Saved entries
+---+
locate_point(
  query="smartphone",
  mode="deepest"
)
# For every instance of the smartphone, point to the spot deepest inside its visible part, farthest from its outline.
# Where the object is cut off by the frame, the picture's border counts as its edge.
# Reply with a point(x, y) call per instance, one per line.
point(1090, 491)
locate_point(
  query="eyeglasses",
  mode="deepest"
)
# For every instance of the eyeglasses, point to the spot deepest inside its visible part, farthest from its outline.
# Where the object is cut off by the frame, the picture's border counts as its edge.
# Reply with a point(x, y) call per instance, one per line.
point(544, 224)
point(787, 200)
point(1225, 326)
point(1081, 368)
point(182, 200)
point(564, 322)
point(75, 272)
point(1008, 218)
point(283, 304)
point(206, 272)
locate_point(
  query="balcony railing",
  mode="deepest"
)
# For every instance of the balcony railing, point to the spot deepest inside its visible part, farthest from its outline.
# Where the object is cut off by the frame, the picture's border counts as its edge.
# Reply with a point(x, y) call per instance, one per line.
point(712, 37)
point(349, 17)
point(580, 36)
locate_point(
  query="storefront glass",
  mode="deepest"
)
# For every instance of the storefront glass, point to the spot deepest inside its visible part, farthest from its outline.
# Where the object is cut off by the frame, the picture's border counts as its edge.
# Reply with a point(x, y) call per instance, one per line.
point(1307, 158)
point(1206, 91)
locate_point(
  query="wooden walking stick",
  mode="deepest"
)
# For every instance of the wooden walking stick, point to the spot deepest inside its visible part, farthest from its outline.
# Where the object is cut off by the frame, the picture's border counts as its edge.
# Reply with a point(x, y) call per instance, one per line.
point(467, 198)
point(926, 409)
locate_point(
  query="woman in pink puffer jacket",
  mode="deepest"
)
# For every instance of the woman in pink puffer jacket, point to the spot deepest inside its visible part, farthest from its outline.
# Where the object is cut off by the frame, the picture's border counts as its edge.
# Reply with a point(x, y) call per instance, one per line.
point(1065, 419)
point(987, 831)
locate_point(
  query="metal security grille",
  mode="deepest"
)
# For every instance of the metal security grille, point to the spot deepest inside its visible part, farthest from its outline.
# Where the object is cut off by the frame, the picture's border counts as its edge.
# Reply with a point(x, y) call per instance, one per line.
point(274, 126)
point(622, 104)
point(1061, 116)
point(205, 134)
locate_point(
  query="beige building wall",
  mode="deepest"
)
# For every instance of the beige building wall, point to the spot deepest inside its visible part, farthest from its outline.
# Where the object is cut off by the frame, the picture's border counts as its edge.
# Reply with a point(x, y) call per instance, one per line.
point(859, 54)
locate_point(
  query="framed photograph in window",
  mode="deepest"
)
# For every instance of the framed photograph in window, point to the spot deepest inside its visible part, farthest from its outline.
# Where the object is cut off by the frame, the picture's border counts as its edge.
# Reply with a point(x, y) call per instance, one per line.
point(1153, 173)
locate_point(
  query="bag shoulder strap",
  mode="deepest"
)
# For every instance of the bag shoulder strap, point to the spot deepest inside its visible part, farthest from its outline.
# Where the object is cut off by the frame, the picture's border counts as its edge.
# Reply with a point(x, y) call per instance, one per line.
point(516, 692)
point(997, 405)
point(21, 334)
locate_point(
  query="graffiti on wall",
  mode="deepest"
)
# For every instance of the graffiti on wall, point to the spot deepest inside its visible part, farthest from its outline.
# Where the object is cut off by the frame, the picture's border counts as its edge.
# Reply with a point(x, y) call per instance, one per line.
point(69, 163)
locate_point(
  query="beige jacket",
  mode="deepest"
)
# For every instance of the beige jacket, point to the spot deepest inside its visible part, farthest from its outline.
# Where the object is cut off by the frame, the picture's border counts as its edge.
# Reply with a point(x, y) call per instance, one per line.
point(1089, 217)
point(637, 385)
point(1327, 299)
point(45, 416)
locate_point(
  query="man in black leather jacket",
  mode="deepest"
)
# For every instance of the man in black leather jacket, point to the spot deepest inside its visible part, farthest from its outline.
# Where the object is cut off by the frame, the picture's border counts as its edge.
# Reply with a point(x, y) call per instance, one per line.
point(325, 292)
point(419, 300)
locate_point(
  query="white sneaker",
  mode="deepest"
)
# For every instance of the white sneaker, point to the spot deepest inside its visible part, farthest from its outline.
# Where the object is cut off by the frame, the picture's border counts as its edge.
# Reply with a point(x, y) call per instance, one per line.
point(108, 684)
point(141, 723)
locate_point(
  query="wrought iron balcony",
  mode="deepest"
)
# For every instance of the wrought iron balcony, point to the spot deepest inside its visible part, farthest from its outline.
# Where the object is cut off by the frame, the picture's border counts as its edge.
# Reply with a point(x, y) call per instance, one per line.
+---+
Copy out each line of the data in which the word "metal" appears.

  query="metal security grille",
# For every instance of the metal security grille, point to the spot deepest inside its visible part, farthest from its outline.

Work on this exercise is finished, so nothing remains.